The task:
Starting at the line that has "Target: the blue prayer flag" and stopping after the line that has "[indicate] the prayer", reproduce the listing below exactly; omit everything else.

======== Given entries ========

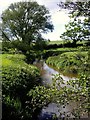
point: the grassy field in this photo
(56, 42)
(69, 62)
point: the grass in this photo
(56, 42)
(69, 62)
(12, 60)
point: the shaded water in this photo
(47, 75)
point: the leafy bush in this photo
(68, 62)
(18, 78)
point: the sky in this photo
(58, 18)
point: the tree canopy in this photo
(26, 21)
(79, 28)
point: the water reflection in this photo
(47, 74)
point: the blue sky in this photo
(58, 18)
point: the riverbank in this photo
(18, 78)
(69, 62)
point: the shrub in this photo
(18, 78)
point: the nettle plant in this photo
(73, 92)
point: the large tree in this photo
(26, 21)
(77, 30)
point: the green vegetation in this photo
(23, 96)
(69, 62)
(18, 78)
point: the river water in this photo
(47, 73)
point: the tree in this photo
(77, 29)
(26, 21)
(74, 31)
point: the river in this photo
(47, 75)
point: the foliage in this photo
(25, 21)
(79, 28)
(64, 94)
(18, 78)
(68, 62)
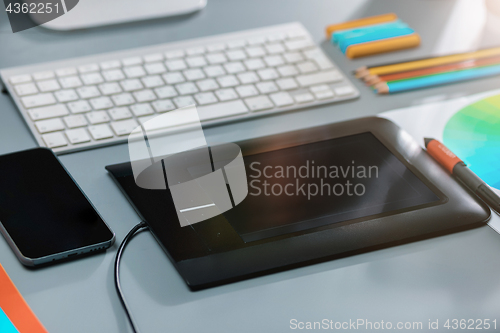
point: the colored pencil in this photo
(429, 62)
(359, 23)
(373, 79)
(437, 79)
(384, 45)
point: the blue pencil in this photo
(437, 79)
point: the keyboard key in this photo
(247, 90)
(300, 44)
(304, 98)
(234, 67)
(134, 72)
(155, 57)
(155, 68)
(152, 81)
(54, 140)
(70, 82)
(228, 81)
(173, 78)
(77, 136)
(184, 101)
(254, 52)
(236, 55)
(141, 109)
(66, 95)
(165, 92)
(131, 85)
(49, 125)
(43, 75)
(207, 85)
(88, 92)
(186, 88)
(20, 79)
(133, 61)
(100, 132)
(319, 58)
(46, 112)
(268, 74)
(113, 75)
(216, 47)
(288, 70)
(174, 54)
(79, 107)
(226, 94)
(248, 77)
(221, 110)
(163, 105)
(25, 89)
(120, 113)
(110, 65)
(74, 121)
(281, 99)
(307, 67)
(195, 50)
(254, 64)
(287, 84)
(259, 103)
(324, 94)
(92, 78)
(344, 91)
(88, 68)
(124, 127)
(235, 44)
(267, 87)
(97, 117)
(123, 99)
(198, 61)
(38, 100)
(175, 65)
(66, 71)
(144, 96)
(275, 48)
(213, 71)
(110, 88)
(293, 57)
(273, 61)
(101, 103)
(194, 74)
(205, 98)
(318, 78)
(48, 85)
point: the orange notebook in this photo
(16, 308)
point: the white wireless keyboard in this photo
(87, 102)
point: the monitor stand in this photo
(96, 13)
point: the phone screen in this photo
(42, 209)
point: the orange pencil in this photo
(359, 23)
(373, 79)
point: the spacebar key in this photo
(323, 77)
(221, 110)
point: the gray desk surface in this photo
(455, 276)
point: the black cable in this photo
(135, 230)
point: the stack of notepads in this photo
(371, 35)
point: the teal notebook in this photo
(6, 325)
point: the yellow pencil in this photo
(359, 23)
(384, 45)
(417, 64)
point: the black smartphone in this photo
(44, 215)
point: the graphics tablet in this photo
(313, 195)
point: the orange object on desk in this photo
(16, 308)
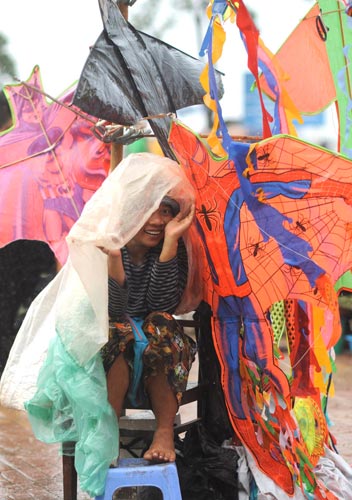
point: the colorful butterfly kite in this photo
(274, 219)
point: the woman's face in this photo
(153, 230)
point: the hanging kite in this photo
(273, 224)
(50, 165)
(129, 76)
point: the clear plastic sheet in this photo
(130, 75)
(71, 314)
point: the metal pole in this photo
(117, 149)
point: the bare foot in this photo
(162, 448)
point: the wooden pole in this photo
(117, 149)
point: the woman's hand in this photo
(173, 232)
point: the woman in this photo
(148, 275)
(55, 366)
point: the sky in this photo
(57, 36)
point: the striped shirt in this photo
(151, 286)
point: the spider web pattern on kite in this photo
(51, 164)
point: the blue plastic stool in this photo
(139, 472)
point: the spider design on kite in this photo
(210, 215)
(241, 288)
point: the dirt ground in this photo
(32, 470)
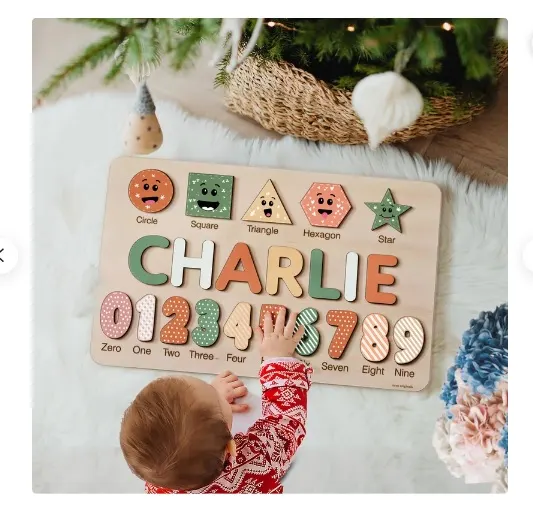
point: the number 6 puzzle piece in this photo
(237, 326)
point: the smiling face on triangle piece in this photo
(151, 190)
(267, 207)
(209, 196)
(325, 205)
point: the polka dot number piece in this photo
(175, 331)
(116, 314)
(409, 337)
(208, 330)
(151, 190)
(387, 212)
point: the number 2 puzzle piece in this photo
(325, 205)
(209, 196)
(267, 207)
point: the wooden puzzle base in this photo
(194, 254)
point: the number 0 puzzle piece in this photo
(209, 196)
(267, 207)
(325, 205)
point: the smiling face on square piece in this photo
(151, 190)
(209, 195)
(325, 205)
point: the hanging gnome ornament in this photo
(387, 102)
(143, 133)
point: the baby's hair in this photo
(171, 439)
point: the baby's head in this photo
(177, 433)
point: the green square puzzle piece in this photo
(209, 196)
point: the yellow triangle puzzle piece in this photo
(267, 207)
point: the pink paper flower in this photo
(475, 431)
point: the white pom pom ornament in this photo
(386, 102)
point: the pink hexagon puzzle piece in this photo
(325, 205)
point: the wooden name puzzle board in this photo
(194, 254)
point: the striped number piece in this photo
(116, 314)
(146, 308)
(409, 337)
(207, 331)
(175, 331)
(374, 343)
(238, 325)
(345, 321)
(273, 309)
(311, 338)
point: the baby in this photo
(176, 435)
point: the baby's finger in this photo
(289, 329)
(299, 334)
(259, 332)
(239, 392)
(267, 323)
(280, 321)
(239, 408)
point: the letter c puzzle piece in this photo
(116, 314)
(325, 205)
(409, 337)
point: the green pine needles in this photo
(448, 57)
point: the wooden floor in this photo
(477, 149)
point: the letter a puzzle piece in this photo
(325, 205)
(267, 207)
(209, 196)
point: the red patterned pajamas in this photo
(265, 452)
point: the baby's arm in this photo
(285, 382)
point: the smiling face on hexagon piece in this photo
(325, 205)
(209, 196)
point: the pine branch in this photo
(90, 58)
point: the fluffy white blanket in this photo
(359, 440)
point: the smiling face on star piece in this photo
(209, 195)
(151, 190)
(325, 205)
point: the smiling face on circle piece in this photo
(151, 190)
(209, 195)
(325, 205)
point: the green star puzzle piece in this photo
(387, 212)
(209, 196)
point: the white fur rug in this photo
(358, 440)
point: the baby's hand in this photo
(279, 341)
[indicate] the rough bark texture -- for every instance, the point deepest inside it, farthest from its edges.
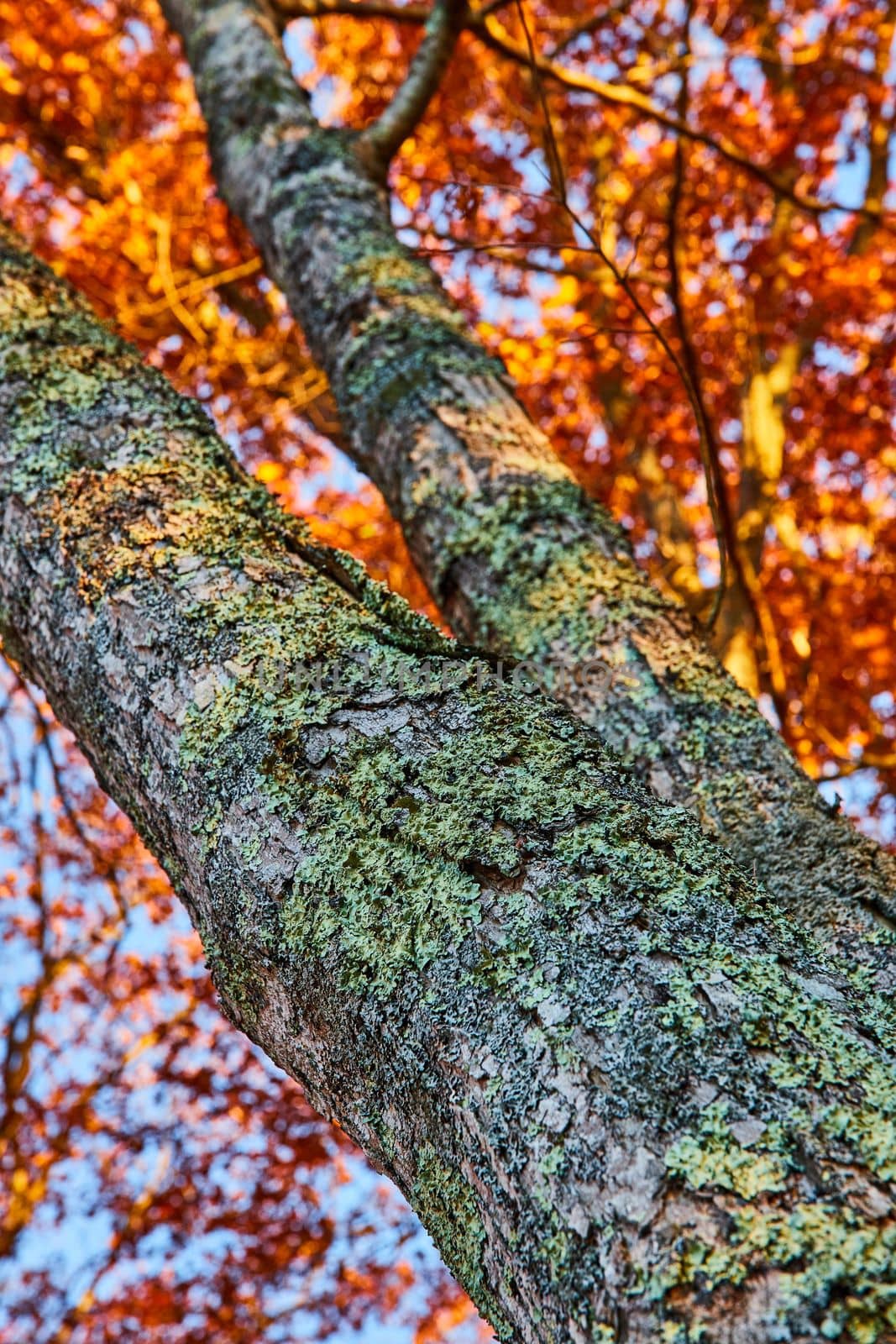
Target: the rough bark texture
(516, 555)
(626, 1095)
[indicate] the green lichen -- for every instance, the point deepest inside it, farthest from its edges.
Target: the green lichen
(448, 1209)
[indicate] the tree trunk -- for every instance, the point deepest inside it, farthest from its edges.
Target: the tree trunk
(516, 555)
(624, 1093)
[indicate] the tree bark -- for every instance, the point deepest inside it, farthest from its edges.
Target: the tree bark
(625, 1093)
(516, 555)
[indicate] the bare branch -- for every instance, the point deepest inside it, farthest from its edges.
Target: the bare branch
(382, 141)
(497, 38)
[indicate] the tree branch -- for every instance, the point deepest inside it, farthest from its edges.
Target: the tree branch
(495, 35)
(382, 141)
(472, 481)
(544, 1005)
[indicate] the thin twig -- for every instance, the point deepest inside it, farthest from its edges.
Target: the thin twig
(495, 35)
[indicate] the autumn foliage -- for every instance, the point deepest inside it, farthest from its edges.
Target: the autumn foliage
(159, 1179)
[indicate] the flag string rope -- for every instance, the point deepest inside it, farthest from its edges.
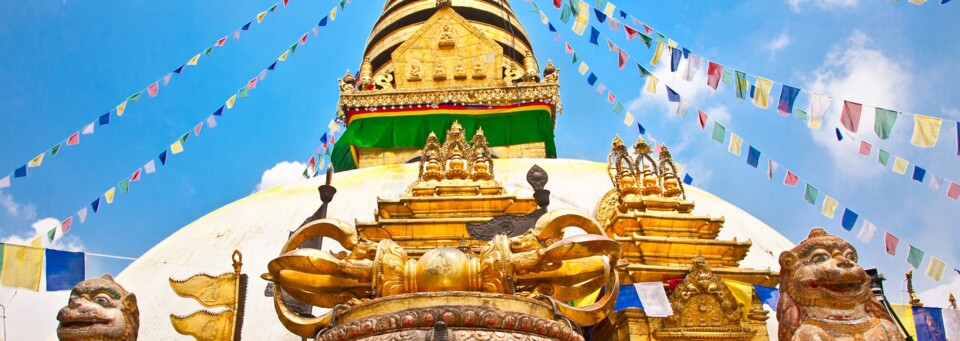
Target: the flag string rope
(836, 204)
(663, 43)
(177, 146)
(152, 90)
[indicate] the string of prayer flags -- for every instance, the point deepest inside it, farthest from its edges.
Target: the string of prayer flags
(64, 269)
(21, 266)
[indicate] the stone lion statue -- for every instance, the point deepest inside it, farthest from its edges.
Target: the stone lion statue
(825, 294)
(99, 309)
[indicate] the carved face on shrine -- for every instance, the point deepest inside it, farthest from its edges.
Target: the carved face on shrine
(99, 309)
(824, 271)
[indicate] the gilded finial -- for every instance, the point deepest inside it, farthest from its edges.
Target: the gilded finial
(914, 300)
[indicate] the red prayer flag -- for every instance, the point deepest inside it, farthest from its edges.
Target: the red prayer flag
(890, 241)
(791, 179)
(73, 139)
(136, 175)
(865, 148)
(850, 118)
(714, 73)
(953, 191)
(65, 225)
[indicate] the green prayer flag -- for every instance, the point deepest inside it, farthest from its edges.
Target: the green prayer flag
(618, 108)
(565, 14)
(124, 186)
(719, 132)
(884, 123)
(883, 157)
(742, 85)
(810, 194)
(915, 257)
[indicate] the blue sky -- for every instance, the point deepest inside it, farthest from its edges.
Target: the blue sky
(65, 63)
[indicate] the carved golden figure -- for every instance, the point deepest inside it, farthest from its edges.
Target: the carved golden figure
(99, 309)
(825, 294)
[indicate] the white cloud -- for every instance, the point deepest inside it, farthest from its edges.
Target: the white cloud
(823, 4)
(778, 43)
(281, 174)
(856, 72)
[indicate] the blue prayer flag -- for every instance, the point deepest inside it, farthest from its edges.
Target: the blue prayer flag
(849, 219)
(918, 173)
(672, 96)
(768, 295)
(753, 157)
(64, 269)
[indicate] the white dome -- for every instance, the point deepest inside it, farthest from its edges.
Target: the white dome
(258, 226)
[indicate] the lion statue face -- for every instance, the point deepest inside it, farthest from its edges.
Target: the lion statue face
(99, 309)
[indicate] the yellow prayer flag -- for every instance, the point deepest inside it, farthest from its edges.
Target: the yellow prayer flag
(761, 94)
(926, 130)
(36, 161)
(829, 207)
(905, 312)
(583, 68)
(651, 85)
(742, 292)
(900, 165)
(109, 194)
(121, 107)
(735, 142)
(21, 266)
(176, 147)
(657, 53)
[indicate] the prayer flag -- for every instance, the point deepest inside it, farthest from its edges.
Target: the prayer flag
(734, 146)
(829, 206)
(108, 195)
(918, 173)
(21, 266)
(788, 95)
(761, 97)
(900, 165)
(890, 242)
(848, 219)
(926, 130)
(64, 269)
(883, 122)
(742, 292)
(866, 231)
(810, 194)
(818, 108)
(864, 148)
(935, 269)
(714, 73)
(769, 296)
(753, 157)
(150, 167)
(915, 257)
(719, 132)
(654, 299)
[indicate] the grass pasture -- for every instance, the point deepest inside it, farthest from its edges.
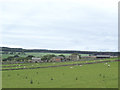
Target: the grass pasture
(37, 54)
(86, 76)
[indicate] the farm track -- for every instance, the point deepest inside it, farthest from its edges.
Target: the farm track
(59, 65)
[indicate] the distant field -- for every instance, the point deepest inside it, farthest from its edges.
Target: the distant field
(38, 54)
(86, 76)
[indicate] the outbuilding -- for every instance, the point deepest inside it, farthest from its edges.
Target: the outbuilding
(102, 56)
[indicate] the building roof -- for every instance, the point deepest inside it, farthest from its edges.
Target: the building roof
(102, 55)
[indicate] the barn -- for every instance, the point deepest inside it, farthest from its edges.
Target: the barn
(57, 59)
(74, 57)
(102, 56)
(36, 60)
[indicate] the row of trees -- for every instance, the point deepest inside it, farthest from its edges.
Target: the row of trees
(29, 57)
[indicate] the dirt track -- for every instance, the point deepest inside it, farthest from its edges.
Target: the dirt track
(63, 65)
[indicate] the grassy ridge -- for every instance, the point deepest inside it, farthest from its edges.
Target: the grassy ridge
(85, 76)
(38, 54)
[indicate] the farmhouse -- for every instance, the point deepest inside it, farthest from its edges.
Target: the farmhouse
(74, 57)
(36, 60)
(102, 56)
(57, 59)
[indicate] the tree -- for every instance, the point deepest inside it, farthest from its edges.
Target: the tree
(62, 55)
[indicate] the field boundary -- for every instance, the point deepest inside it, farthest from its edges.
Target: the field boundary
(62, 65)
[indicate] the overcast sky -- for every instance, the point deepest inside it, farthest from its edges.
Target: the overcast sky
(60, 24)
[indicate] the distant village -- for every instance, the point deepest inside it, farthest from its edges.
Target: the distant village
(72, 57)
(19, 55)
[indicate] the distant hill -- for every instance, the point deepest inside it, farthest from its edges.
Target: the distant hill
(8, 49)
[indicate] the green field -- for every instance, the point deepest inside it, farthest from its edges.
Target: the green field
(37, 54)
(86, 76)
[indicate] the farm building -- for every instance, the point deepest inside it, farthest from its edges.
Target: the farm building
(74, 57)
(102, 56)
(57, 59)
(36, 60)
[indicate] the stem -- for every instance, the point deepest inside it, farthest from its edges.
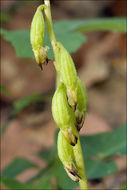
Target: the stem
(77, 148)
(49, 21)
(80, 165)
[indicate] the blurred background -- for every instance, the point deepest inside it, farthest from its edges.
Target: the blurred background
(101, 65)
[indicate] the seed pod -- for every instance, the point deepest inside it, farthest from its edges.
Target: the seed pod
(81, 104)
(66, 155)
(37, 37)
(68, 74)
(63, 115)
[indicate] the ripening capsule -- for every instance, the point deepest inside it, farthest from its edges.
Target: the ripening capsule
(37, 37)
(81, 104)
(63, 115)
(68, 74)
(66, 155)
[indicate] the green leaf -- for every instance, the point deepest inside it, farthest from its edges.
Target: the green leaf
(105, 144)
(16, 167)
(66, 31)
(14, 184)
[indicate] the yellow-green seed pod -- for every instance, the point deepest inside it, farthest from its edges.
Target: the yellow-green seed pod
(68, 74)
(81, 104)
(63, 115)
(66, 155)
(37, 36)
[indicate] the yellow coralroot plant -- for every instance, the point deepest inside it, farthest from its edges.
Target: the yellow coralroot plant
(70, 99)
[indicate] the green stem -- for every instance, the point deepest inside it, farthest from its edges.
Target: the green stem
(80, 165)
(77, 148)
(49, 21)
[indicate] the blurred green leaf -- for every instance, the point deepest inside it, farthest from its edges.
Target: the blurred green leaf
(4, 90)
(4, 17)
(105, 144)
(14, 184)
(16, 167)
(20, 39)
(124, 187)
(44, 183)
(102, 24)
(19, 105)
(99, 168)
(96, 24)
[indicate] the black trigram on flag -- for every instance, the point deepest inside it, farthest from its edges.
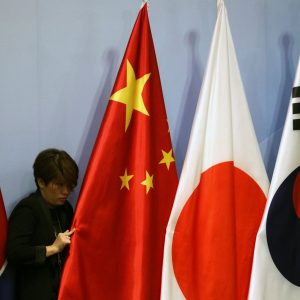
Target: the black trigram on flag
(296, 108)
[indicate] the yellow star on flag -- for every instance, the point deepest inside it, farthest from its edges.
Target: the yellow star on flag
(148, 182)
(167, 158)
(125, 180)
(131, 95)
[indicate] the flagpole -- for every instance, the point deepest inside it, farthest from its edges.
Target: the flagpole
(145, 2)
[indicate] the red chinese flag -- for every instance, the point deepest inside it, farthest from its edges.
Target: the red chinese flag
(3, 235)
(129, 187)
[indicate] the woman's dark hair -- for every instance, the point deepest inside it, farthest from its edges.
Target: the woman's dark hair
(55, 165)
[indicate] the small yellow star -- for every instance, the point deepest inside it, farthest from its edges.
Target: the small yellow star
(167, 158)
(125, 180)
(148, 182)
(131, 95)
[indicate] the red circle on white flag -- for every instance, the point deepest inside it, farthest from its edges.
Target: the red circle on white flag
(215, 233)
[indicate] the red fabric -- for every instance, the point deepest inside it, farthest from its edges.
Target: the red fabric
(117, 249)
(215, 235)
(3, 233)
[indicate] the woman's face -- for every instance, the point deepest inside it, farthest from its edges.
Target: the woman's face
(54, 193)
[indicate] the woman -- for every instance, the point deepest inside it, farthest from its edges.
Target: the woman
(38, 230)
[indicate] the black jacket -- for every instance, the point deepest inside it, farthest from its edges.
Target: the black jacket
(30, 230)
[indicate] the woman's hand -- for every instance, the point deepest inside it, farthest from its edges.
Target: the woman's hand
(62, 240)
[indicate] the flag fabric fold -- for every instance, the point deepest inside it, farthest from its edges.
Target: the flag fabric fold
(276, 264)
(3, 235)
(222, 190)
(129, 187)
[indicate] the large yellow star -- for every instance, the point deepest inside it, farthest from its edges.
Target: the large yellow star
(131, 95)
(167, 158)
(148, 182)
(125, 180)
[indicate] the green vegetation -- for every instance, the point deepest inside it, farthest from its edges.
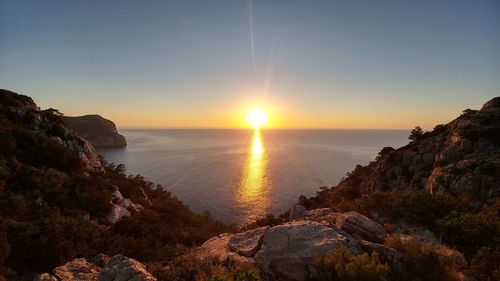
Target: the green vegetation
(342, 265)
(421, 261)
(53, 209)
(187, 267)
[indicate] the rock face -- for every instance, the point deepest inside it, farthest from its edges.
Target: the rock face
(49, 124)
(247, 243)
(461, 158)
(100, 268)
(121, 207)
(217, 248)
(287, 251)
(97, 130)
(361, 227)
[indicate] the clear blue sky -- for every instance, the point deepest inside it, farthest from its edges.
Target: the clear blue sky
(341, 64)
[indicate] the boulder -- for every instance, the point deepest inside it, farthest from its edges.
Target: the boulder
(121, 207)
(288, 250)
(297, 212)
(77, 270)
(248, 242)
(100, 268)
(323, 215)
(217, 249)
(122, 268)
(386, 254)
(116, 213)
(361, 227)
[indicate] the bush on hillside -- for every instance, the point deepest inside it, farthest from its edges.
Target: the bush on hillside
(341, 264)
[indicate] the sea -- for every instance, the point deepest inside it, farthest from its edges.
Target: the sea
(239, 176)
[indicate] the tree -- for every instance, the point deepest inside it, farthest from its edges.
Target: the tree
(416, 133)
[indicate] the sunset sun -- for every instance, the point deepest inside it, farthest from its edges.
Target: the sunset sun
(257, 118)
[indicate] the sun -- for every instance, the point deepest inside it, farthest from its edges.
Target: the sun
(257, 118)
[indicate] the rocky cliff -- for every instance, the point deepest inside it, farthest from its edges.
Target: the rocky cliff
(62, 204)
(97, 130)
(461, 158)
(99, 268)
(430, 211)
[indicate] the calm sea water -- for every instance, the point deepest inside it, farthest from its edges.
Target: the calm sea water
(240, 175)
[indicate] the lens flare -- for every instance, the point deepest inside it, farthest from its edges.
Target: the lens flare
(257, 118)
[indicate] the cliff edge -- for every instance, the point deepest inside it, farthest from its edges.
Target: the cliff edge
(99, 131)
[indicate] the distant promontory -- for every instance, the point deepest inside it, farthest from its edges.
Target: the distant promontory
(99, 131)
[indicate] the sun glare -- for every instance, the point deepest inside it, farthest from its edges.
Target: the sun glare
(257, 118)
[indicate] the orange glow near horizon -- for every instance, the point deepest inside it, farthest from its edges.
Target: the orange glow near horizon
(257, 118)
(252, 192)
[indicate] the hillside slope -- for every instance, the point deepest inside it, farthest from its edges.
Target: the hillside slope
(99, 131)
(60, 201)
(461, 158)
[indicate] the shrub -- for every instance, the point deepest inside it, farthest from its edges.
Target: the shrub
(485, 266)
(469, 232)
(421, 261)
(416, 134)
(341, 264)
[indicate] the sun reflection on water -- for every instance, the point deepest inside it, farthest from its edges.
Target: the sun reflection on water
(252, 191)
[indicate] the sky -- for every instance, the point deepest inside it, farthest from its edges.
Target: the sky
(204, 64)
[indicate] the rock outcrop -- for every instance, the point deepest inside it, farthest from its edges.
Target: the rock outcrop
(100, 268)
(121, 207)
(361, 226)
(461, 158)
(287, 251)
(99, 131)
(48, 123)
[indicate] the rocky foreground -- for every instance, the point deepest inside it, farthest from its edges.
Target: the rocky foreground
(288, 251)
(427, 211)
(102, 268)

========

Answer space:
Target: the blue prayer flag
(849, 219)
(918, 173)
(672, 96)
(768, 295)
(753, 157)
(64, 269)
[indicate] the white dome -- for every instance, the point deepest inside it, farthest from its edges.
Target: the white dome
(258, 226)
[indicate] the lion statue face -- for every instance, the point deepest inside it, farthest from its edges.
Target: the lion statue face
(99, 309)
[indicate] the yellow prayer flag -- for every instance, the point deepest inside it, farthest from its edges.
Target: the yellow prayer flag
(761, 94)
(926, 130)
(36, 161)
(829, 207)
(905, 312)
(583, 68)
(651, 85)
(742, 292)
(900, 165)
(109, 194)
(121, 107)
(735, 142)
(21, 266)
(176, 147)
(657, 53)
[indicate] the prayer flag -- for every instance, the point deepest inside it, farthest from its edges.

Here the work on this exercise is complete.